• Document section:
Category Archives: Childhood

Fish in a Can

I met my childhood best friend in the gymnasium during lunch, just after our second grade began.

During lunch, the gymnasium doubled as the lunchroom, filled with rows of collapsible picnic tables rolled in from the school storage shed, the basketball nets above folded up so as not to provide the children with yet another unwanted distraction.

I remember. No one would sit with me because of my “Chinese lunches.” According to the other children, the food my mom packed for me (leftovers from dinner and the now fashionable, but back then the as-yet-reviled bánh mì sandwiches purchased from the local Vietnamese market) – that food was so smelly and gross and simply unfit for human consumption. So go ahead and let the “Chinese” girl eat it. This went on for quite some time; longer than it should and much, much longer than seemed possible.

Then one day someone did sit next to me. A redheaded girl whose preoccupied mom began packing her sardines for lunch. I remember the heft of the can, the way the girl plunked it down at the table. No one would sit with her either, at least, not after she opened up that can of fish. She was more confused than sad about this, but then maybe her confusion just masked her sadness as it did for me.

• Source data:
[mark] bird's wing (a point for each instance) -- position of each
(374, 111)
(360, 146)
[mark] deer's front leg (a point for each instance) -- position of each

• Challenges:
[a] From the lunchroom essay, set down everything from "I met my childhood" down to "than seemed possible.".
[b] Answer these questions from the lunchroom essay:
(i) Where did the narrator meet a childhood best friend?
(ii) Where were the bánh mì sandwiches bought?
(iii) What did the redheaded girl's mom begin packing for her lunch?

• Answers in order:
[a]
I met my childhood best friend in the gymnasium during lunch, just after our second grade began.

During lunch, the gymnasium doubled as the lunchroom, filled with rows of collapsible picnic tables rolled in from the school storage shed, the basketball nets above folded up so as not to provide the children with yet another unwanted distraction.

I remember. No one would sit with me because of my “Chinese lunches.” According to the other children, the food my mom packed for me (leftovers from dinner and the now fashionable, but back then the as-yet-reviled bánh mì sandwiches purchased from the local Vietnamese market) – that food was so smelly and gross and simply unfit for human consumption. So go ahead and let the “Chinese” girl eat it. This went on for quite some time; longer than it should and much, much longer than seemed possible.

[b]
(i) In the gymnasium during lunch
(ii) At the local Vietnamese market
(iii) Sardines